INFORMATION GIVEN >>
★ ★ ★ ★ ★
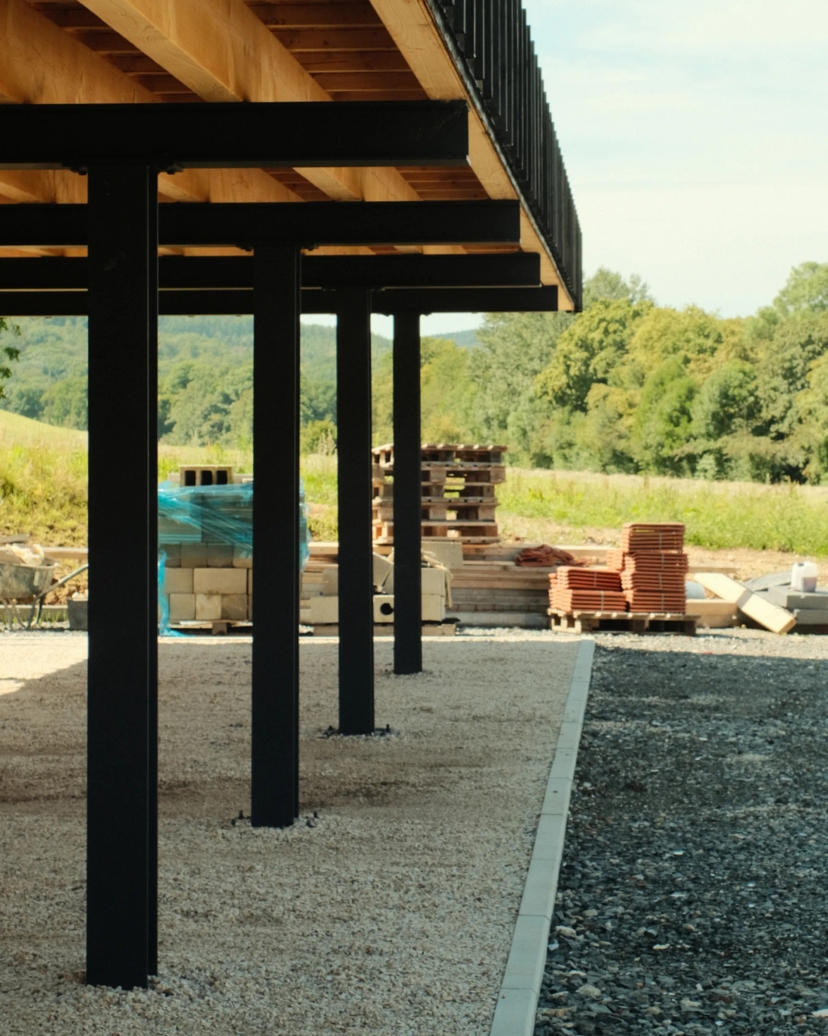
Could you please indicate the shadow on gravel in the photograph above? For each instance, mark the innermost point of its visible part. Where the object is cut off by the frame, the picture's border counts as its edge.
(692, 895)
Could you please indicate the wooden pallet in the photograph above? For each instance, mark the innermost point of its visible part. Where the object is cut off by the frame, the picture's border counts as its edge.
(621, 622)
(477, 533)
★ ★ ★ ★ ★
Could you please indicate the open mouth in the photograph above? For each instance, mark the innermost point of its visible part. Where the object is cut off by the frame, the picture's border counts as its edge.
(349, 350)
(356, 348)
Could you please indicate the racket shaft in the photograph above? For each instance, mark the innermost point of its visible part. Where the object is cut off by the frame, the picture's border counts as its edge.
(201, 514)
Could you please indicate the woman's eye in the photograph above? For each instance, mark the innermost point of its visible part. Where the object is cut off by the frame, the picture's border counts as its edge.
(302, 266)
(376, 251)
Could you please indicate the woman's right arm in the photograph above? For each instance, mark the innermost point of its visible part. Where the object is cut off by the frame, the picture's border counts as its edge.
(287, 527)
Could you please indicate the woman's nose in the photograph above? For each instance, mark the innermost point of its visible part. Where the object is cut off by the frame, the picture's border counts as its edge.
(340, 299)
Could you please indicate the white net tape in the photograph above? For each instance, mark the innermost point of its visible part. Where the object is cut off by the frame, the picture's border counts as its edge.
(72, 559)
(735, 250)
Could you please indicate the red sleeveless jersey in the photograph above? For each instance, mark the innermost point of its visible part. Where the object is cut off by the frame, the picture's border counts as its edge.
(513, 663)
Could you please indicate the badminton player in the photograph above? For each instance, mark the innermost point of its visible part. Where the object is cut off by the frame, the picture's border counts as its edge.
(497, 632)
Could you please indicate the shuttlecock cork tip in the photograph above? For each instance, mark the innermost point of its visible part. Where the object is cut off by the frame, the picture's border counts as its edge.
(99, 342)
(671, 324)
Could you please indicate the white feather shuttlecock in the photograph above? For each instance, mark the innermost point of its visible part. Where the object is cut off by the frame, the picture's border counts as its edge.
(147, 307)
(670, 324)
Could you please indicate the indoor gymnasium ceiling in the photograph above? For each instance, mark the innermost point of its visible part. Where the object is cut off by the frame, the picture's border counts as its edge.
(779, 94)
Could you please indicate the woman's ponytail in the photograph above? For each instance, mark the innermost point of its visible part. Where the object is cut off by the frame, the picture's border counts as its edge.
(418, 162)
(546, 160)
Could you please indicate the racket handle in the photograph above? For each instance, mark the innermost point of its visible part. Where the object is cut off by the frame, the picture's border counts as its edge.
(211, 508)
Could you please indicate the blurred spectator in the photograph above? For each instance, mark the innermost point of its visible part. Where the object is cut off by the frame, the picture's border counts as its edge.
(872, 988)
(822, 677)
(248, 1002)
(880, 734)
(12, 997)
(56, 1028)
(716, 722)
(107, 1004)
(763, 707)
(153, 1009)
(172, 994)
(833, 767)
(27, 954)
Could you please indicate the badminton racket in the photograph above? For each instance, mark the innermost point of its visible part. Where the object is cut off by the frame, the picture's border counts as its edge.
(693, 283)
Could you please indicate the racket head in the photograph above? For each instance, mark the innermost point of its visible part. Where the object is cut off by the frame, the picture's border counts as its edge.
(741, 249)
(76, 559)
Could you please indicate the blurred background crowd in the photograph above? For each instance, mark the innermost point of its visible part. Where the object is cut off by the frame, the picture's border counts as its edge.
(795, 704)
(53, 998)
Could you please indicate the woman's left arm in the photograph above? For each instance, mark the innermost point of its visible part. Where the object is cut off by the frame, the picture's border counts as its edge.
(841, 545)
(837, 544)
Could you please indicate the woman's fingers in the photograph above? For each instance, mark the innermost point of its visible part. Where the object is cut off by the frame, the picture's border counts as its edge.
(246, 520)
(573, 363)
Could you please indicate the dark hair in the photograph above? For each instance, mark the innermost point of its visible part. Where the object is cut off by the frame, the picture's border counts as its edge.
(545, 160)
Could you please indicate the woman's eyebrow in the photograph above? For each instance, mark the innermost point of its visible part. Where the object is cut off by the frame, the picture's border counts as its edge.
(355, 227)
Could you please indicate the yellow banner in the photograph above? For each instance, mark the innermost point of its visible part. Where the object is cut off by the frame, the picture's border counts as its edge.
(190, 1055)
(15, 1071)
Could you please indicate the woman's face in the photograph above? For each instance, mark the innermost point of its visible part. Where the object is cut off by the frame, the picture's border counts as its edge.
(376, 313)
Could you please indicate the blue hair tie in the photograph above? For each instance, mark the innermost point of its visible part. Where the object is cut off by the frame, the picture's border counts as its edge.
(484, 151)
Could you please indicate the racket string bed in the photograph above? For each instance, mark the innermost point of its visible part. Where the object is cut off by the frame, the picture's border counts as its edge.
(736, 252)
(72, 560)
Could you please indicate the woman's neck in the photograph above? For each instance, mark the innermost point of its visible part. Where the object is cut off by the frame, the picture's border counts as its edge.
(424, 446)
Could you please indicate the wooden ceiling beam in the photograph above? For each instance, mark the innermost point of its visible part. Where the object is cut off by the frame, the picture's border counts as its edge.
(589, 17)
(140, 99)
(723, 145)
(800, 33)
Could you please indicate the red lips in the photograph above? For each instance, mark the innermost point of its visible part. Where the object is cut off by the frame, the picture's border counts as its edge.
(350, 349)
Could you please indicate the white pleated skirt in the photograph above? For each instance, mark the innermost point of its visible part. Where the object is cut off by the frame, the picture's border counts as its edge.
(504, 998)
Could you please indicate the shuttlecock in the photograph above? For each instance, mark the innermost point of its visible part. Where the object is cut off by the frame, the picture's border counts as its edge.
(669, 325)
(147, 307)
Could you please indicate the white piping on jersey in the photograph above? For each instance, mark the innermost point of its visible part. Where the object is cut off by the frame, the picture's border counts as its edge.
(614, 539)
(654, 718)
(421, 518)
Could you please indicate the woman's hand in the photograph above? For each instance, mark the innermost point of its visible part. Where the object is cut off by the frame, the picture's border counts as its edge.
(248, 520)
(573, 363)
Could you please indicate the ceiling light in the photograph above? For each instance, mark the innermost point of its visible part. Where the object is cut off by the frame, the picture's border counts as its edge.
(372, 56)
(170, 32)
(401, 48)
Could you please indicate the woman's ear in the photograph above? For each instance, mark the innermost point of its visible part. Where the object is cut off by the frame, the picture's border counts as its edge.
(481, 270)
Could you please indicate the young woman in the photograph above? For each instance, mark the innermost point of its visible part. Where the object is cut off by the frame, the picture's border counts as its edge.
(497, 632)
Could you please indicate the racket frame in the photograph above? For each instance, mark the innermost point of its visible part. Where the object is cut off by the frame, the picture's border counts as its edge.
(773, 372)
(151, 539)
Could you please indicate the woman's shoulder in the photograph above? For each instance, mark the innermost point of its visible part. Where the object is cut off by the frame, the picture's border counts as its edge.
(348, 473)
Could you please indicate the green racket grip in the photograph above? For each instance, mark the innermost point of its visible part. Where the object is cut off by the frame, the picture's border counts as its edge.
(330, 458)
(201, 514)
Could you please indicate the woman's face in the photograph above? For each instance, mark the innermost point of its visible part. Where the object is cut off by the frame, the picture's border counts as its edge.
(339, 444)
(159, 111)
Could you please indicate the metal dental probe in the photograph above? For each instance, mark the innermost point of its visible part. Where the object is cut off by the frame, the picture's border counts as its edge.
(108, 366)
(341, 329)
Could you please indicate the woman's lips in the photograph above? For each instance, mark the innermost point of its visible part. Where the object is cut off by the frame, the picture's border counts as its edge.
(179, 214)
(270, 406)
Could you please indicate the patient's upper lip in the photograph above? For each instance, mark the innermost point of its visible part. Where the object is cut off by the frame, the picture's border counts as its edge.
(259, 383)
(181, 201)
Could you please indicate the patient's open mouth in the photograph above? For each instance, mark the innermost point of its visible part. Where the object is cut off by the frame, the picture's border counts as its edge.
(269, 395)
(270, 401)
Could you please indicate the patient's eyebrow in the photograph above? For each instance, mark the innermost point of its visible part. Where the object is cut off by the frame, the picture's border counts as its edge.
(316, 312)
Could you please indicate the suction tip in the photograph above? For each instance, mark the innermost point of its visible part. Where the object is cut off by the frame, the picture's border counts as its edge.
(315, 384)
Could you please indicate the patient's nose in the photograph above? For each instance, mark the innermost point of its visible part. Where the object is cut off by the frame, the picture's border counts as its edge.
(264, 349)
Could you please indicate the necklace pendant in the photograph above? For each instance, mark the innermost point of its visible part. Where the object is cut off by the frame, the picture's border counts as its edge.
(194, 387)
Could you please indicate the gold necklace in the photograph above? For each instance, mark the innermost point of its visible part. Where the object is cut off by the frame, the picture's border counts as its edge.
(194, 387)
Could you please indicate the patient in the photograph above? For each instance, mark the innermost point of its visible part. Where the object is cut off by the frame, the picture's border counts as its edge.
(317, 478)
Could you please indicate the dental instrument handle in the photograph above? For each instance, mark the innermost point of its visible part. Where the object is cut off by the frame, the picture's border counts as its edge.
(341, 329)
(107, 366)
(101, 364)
★ ★ ★ ★ ★
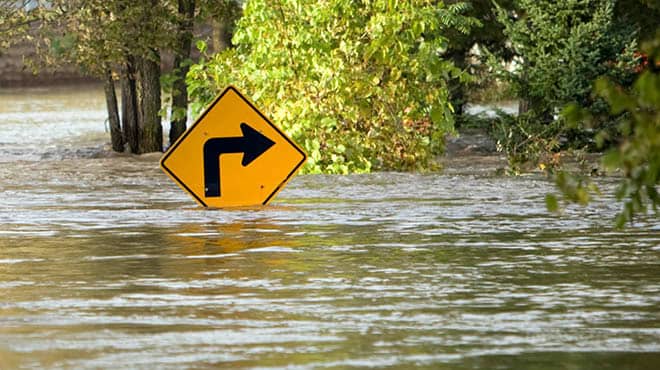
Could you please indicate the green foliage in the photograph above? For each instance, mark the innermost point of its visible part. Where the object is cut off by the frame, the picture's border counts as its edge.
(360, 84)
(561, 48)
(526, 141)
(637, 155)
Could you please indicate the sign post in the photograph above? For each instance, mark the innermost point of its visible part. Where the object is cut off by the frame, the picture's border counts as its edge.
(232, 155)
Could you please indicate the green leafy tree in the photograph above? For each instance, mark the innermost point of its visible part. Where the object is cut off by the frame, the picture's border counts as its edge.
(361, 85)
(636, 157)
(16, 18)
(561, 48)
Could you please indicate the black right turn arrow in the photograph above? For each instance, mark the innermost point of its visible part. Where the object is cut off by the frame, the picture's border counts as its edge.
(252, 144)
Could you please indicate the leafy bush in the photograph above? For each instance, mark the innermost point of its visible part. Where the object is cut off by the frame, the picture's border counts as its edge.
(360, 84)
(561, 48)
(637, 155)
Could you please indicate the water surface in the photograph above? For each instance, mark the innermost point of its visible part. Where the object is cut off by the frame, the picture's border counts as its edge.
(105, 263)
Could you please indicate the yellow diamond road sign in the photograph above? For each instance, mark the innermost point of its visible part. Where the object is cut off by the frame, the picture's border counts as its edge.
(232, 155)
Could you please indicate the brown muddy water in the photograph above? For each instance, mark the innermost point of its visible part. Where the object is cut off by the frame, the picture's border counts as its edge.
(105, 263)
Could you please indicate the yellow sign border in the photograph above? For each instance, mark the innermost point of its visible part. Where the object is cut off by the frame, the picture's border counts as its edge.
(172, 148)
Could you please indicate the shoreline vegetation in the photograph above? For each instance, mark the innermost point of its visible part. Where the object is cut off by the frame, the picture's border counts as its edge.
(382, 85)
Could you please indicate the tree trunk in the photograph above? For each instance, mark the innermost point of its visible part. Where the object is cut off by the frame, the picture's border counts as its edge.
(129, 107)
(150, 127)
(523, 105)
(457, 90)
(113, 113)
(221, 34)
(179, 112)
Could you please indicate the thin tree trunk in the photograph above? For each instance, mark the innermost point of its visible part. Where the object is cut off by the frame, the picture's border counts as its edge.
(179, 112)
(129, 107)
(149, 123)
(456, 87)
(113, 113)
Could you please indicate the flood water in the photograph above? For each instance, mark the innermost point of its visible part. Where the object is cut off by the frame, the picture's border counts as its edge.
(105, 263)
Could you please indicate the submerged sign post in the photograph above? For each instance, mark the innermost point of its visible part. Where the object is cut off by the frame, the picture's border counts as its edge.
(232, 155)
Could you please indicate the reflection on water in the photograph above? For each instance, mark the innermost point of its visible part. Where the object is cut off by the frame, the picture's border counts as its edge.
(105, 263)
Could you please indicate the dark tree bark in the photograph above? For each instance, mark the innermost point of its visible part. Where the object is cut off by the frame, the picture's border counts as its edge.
★ ★ ★ ★ ★
Report each line of the items above that contains the string "ceiling", copying every such line in full.

THE ANSWER >>
Could you please indicate the indoor gymnasium ceiling in the photograph above? For each instance, mark the innermost point of its visible part. Where the object is cut off by the frame, the picture's border counts as its edge.
Could you please indicate the wooden ceiling beam in the photograph above? For each instance, mark the innermost point of its visible part. Where the object is cut off by the frame, the picture's border counts as its edge.
Could you please indicate the ceiling light in the photograph above? For each instance, mark the innermost point of its visible part. Where the object is cut off by the frame, the picture's border counts as its edge.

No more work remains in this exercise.